_Given task:_
Please state how many lines in the entries below contain the word "grille", giving only the number.

_Data for this task:_
## start
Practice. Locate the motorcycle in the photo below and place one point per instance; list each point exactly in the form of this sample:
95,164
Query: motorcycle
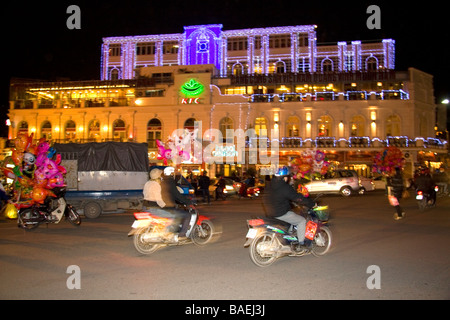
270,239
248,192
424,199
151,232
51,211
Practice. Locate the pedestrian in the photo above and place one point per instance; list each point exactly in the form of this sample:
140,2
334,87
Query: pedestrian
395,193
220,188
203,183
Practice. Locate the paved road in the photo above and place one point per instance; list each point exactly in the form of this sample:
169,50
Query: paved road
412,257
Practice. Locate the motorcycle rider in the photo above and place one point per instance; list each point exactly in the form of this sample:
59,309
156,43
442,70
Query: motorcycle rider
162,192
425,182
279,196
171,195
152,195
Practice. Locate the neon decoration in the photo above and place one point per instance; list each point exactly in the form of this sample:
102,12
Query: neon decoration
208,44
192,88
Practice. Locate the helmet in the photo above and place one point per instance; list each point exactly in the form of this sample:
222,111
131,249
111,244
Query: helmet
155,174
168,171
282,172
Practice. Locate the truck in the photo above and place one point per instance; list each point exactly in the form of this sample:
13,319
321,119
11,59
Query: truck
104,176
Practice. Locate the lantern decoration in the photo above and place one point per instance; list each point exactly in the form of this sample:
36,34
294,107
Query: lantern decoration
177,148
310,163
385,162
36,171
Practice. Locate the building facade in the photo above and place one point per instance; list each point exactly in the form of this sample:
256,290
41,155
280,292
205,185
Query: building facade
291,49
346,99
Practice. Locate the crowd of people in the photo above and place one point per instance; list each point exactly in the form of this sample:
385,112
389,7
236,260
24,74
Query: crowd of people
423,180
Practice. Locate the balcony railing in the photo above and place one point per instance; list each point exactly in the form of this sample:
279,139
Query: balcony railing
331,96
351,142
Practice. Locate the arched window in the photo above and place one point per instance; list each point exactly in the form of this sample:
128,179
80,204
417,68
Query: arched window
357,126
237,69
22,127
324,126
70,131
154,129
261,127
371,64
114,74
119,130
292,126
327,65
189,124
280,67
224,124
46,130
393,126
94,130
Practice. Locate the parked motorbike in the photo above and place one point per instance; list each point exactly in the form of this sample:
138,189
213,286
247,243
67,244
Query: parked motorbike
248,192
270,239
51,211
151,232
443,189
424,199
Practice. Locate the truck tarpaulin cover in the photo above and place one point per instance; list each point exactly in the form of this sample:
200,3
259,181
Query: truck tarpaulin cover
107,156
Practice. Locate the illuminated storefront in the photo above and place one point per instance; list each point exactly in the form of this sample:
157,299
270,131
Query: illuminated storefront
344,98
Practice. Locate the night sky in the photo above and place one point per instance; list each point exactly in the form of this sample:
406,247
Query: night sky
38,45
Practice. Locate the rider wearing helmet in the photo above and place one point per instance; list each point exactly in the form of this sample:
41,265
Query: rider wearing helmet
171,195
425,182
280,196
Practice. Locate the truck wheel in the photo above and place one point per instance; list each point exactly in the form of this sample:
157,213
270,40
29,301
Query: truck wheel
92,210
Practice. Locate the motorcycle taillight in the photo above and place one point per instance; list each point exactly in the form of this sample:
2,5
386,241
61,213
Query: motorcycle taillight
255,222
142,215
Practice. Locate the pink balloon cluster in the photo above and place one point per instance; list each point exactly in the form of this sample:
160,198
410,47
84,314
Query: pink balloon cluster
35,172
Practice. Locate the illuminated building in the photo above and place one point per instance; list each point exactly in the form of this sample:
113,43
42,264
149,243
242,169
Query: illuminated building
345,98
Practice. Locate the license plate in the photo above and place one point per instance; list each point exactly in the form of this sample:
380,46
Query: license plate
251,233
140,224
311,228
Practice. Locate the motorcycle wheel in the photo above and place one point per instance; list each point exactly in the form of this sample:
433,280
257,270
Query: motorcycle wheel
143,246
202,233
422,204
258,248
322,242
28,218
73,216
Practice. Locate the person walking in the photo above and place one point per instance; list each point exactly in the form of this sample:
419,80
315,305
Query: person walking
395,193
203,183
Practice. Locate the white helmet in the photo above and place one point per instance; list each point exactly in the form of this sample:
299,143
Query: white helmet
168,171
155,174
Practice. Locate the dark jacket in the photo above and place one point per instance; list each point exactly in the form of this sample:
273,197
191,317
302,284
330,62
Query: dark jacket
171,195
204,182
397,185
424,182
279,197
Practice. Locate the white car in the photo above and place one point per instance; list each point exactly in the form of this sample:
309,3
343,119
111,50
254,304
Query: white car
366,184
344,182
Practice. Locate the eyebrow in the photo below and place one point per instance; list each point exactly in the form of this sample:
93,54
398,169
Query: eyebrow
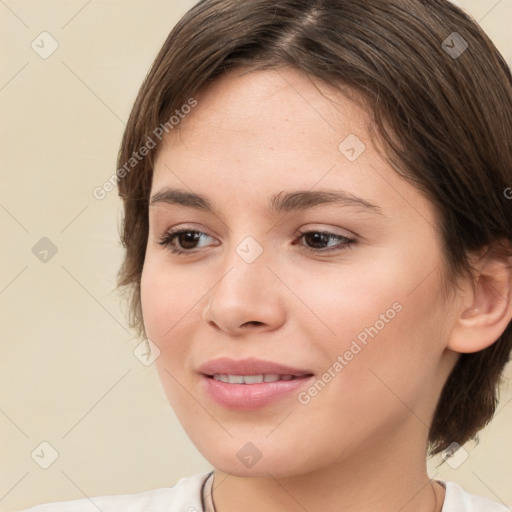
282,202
## end
## start
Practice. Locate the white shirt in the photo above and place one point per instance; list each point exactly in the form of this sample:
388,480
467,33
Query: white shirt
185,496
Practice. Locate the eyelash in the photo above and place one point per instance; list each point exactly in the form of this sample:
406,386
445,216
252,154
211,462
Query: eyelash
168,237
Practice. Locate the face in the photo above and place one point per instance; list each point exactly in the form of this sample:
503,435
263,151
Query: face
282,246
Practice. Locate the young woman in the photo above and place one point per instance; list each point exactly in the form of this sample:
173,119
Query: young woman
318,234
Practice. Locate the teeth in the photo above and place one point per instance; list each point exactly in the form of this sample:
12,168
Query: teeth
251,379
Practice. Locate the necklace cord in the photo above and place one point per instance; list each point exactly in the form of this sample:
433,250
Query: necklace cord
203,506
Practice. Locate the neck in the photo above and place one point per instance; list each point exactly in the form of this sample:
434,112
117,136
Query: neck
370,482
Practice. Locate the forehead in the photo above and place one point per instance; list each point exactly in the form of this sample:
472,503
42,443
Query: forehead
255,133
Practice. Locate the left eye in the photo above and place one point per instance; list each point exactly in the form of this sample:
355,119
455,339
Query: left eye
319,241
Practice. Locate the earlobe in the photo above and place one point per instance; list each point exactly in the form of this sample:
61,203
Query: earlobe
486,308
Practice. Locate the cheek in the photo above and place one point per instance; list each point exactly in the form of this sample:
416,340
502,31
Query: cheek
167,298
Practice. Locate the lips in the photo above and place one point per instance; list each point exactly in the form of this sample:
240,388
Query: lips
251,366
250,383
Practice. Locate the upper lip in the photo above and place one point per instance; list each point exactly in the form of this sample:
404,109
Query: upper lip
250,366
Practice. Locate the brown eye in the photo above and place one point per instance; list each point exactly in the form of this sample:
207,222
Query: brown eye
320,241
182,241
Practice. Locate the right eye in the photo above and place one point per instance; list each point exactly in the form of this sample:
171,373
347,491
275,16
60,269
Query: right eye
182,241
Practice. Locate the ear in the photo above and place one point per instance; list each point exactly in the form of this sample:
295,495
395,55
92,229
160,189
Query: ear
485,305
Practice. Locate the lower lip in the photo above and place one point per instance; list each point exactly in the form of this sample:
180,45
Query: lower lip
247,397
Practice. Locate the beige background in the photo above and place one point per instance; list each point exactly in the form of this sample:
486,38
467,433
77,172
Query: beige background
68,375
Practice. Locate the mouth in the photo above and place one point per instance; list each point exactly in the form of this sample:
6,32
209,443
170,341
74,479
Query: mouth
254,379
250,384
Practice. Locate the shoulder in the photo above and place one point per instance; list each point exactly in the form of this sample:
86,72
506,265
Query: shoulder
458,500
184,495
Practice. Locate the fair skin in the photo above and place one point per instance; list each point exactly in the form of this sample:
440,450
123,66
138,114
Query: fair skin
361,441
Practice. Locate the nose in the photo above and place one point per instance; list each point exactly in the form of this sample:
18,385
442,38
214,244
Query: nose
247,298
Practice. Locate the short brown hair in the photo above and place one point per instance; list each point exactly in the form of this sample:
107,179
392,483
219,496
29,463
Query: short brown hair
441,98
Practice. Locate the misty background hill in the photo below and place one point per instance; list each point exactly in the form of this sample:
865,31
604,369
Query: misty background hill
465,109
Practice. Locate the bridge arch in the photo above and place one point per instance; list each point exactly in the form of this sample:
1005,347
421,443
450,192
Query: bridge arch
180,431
## end
## start
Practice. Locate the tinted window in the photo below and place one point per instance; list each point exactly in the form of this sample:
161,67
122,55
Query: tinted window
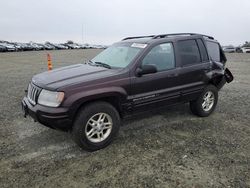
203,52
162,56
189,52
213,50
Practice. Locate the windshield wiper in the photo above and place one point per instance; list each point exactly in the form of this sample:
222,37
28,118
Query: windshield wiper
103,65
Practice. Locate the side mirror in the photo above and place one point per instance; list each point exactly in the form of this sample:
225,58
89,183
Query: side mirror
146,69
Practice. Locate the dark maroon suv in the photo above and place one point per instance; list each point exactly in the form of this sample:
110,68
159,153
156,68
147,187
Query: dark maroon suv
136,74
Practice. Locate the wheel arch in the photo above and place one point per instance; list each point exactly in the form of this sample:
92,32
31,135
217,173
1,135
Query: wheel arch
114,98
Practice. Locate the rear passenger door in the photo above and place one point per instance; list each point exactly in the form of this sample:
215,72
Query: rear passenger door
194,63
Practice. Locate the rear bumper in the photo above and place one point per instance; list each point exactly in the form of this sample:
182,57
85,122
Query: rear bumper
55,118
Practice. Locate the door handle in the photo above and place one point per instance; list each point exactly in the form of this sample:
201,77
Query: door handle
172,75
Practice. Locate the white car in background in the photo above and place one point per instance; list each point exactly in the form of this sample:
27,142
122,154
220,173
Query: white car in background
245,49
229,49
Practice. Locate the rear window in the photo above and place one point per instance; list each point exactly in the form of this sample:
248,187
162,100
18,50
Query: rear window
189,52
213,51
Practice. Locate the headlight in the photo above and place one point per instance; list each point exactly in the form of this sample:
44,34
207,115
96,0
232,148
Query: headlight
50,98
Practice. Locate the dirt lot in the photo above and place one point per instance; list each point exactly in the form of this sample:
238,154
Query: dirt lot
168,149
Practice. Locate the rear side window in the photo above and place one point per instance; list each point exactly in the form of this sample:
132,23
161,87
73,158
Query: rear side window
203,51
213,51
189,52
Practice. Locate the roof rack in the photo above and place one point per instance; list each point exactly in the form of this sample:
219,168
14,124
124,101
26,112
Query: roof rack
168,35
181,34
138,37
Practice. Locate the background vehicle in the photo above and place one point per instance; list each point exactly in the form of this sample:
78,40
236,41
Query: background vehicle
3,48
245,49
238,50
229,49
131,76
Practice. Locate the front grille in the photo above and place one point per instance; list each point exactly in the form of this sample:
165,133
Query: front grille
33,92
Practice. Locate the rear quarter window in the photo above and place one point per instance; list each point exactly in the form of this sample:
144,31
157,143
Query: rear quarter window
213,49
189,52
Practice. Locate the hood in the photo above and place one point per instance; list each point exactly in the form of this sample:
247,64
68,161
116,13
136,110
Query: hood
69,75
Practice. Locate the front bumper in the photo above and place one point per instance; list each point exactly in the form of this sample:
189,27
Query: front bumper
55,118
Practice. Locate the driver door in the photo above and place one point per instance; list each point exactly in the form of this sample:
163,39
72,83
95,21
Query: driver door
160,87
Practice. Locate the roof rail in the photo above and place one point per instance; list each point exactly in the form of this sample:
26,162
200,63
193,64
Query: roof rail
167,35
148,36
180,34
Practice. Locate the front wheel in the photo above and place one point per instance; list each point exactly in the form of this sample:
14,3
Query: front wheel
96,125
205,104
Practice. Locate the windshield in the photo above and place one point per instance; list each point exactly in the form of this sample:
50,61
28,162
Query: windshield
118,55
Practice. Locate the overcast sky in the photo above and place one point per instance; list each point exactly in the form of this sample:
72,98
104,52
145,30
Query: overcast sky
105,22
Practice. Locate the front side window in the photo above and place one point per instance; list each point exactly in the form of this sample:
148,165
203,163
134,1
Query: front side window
## end
_Answer for the task:_
2